§ THE PROBLEM
How many lines in the entries below contain the word "handle"? Case counts. Reply with the number alone.

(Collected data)
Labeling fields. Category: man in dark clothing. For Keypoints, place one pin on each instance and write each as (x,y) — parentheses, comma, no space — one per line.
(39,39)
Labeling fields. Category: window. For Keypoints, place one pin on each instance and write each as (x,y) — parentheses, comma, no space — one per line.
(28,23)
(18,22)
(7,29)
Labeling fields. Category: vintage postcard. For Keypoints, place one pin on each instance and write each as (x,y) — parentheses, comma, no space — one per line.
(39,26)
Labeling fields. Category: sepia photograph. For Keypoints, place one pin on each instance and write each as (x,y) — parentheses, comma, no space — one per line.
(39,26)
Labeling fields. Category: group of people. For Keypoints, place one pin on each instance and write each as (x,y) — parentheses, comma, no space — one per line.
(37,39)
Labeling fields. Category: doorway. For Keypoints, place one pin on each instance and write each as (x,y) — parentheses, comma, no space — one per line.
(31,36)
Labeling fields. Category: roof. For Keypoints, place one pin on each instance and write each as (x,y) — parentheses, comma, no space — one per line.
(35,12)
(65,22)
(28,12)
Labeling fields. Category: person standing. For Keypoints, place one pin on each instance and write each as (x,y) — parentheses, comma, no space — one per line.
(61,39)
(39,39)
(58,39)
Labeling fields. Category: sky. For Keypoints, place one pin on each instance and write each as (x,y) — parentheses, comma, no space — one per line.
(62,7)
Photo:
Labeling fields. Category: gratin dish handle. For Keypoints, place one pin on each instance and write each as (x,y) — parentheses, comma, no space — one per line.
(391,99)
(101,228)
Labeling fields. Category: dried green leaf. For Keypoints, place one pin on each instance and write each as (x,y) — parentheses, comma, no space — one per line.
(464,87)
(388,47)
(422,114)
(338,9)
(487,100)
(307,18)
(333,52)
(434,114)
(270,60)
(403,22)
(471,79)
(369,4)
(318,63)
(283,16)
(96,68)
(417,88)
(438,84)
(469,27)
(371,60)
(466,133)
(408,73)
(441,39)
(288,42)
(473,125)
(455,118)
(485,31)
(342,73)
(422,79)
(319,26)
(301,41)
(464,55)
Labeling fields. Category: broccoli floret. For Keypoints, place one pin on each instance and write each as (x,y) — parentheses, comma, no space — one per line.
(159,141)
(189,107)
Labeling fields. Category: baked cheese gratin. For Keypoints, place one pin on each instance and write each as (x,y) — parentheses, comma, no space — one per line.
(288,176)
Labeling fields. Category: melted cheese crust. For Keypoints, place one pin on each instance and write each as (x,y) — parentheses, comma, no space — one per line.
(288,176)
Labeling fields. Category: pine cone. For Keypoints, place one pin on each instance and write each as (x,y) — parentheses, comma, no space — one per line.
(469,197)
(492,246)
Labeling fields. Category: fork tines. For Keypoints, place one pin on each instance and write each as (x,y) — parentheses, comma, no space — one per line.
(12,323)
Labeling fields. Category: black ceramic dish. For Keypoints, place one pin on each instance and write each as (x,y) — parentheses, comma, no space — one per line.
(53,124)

--

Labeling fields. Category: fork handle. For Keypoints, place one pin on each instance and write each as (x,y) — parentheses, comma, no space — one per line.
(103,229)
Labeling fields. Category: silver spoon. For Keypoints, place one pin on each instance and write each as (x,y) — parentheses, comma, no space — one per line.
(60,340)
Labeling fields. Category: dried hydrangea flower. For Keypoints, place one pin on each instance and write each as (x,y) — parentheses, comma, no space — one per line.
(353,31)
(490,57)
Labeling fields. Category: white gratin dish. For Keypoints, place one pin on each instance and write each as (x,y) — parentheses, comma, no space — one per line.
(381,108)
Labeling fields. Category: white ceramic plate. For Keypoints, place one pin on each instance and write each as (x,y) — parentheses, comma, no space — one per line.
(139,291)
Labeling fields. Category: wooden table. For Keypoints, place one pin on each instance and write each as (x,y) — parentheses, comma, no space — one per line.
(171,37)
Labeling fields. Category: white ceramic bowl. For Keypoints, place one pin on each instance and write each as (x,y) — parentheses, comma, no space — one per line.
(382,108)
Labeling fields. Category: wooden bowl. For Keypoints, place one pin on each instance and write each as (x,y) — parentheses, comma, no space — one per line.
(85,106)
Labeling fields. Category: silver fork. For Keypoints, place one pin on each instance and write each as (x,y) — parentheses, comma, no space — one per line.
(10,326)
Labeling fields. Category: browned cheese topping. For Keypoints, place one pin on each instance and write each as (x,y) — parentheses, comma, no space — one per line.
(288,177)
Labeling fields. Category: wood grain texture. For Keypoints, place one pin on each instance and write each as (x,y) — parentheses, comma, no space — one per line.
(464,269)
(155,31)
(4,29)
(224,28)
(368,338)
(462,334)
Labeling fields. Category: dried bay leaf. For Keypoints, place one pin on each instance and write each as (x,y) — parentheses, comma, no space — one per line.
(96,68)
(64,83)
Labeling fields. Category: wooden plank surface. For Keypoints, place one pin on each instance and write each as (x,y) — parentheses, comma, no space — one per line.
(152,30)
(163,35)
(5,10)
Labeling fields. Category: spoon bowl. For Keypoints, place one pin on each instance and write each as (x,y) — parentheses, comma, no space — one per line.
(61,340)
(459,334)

§ FULL OUTPUT
2